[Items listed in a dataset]
+--
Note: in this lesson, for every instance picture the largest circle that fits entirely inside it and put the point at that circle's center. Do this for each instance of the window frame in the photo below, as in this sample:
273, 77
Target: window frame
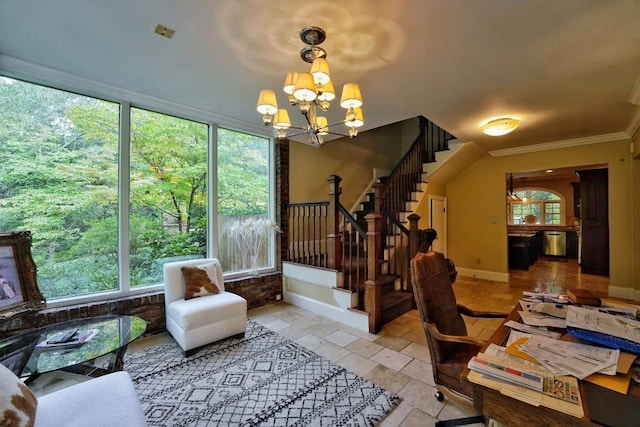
39, 75
541, 206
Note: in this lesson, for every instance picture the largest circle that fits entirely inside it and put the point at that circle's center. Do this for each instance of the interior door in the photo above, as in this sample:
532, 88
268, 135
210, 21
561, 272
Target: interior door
438, 221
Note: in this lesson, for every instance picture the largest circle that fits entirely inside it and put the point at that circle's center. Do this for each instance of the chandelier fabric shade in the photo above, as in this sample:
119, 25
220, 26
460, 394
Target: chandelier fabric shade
281, 119
267, 103
351, 96
312, 91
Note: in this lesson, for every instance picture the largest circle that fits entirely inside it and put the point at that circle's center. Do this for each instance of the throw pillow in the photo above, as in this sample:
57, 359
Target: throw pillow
17, 403
198, 282
214, 270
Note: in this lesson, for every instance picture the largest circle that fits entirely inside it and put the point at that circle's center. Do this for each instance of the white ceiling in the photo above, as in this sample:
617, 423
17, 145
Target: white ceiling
567, 68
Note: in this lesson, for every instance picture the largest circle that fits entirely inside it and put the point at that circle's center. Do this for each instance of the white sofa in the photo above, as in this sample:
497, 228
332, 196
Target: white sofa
106, 401
205, 319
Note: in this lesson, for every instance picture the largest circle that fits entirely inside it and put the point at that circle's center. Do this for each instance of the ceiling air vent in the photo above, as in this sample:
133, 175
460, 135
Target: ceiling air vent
164, 31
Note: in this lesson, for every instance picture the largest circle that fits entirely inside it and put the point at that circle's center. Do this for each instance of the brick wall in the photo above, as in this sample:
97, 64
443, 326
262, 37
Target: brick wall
258, 291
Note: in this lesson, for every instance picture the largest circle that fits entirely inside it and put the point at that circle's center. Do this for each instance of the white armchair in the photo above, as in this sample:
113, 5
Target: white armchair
202, 319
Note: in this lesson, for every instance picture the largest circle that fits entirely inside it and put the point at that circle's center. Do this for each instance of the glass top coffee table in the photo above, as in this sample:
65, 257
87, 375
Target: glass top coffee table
22, 355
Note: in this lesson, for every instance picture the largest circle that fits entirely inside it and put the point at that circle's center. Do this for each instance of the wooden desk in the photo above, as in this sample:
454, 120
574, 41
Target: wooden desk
612, 407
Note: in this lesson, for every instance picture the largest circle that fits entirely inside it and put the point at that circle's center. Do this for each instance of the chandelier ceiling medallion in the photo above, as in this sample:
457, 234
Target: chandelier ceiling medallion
312, 92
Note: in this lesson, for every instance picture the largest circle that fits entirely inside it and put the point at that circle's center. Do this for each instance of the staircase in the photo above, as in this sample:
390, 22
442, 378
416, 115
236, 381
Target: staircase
392, 199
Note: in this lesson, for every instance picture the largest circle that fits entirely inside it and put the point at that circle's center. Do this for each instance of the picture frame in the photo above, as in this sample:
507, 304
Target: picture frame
19, 292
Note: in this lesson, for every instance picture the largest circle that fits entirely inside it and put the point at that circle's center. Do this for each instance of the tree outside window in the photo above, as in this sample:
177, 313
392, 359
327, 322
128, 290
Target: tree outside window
544, 205
62, 180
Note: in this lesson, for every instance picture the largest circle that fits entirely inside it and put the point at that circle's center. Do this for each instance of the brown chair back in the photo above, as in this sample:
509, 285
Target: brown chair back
432, 276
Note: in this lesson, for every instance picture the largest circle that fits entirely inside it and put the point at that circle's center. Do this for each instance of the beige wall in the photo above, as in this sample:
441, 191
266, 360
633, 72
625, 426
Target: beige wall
477, 195
352, 159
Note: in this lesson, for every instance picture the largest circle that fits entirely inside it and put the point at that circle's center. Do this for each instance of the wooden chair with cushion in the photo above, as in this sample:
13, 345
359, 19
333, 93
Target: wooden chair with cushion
449, 345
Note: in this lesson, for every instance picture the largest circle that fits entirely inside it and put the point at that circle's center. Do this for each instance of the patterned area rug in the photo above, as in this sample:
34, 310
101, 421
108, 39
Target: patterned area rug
263, 379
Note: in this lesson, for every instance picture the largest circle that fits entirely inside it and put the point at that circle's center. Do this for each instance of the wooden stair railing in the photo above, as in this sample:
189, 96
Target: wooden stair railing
324, 234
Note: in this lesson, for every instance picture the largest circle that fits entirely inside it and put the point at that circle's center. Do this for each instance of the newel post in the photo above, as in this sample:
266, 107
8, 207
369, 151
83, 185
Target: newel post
414, 239
414, 246
334, 237
372, 290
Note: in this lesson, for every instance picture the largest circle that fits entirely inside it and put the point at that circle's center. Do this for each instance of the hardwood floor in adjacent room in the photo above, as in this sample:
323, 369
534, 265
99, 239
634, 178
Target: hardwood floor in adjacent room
397, 358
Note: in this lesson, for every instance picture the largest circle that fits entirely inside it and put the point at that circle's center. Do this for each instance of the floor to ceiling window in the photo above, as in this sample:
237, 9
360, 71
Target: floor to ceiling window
59, 180
245, 231
168, 193
68, 179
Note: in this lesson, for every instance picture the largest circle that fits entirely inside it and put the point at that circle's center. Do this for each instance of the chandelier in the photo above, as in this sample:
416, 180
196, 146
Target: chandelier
312, 92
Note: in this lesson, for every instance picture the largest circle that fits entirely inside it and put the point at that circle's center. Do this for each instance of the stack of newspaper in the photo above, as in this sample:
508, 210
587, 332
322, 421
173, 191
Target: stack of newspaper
525, 381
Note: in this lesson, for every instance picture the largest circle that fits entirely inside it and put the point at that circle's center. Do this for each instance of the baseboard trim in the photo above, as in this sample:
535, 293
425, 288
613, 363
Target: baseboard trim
483, 274
624, 293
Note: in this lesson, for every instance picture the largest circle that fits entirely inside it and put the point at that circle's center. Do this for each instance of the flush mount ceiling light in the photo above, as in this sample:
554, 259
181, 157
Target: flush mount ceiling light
312, 91
501, 126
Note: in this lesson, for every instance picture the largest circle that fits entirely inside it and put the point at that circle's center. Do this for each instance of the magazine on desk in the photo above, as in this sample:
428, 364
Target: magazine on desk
560, 393
66, 339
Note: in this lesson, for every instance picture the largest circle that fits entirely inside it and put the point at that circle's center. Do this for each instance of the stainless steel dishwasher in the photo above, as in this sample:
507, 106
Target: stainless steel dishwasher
554, 243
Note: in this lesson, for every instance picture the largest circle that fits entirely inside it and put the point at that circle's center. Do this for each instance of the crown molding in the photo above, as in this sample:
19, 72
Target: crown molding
634, 124
576, 142
24, 70
634, 97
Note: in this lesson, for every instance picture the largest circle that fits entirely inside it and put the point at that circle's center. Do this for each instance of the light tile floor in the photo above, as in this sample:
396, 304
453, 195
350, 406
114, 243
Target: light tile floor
397, 358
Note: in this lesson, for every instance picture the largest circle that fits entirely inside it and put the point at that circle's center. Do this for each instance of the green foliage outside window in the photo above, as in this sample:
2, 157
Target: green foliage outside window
60, 177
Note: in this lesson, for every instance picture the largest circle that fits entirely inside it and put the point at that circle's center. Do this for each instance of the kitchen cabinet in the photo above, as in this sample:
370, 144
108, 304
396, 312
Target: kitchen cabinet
523, 250
572, 245
576, 199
+--
Please rewrite the stretch of records from the line containing "of the kitchen" through the end of the records, keeping every line and increasing each coordinate in the answer points by 119. Leave all other numbers as they are.

▸ **Output of the task**
Note: in this lesson, for every instance picture the largest circle that fits entirely inside it and put the point at that circle's center. Do this for each instance of the kitchen cabinet in the photo above, as in this sample:
370, 144
108, 304
396, 312
Target: kitchen cabinet
642, 369
691, 364
695, 318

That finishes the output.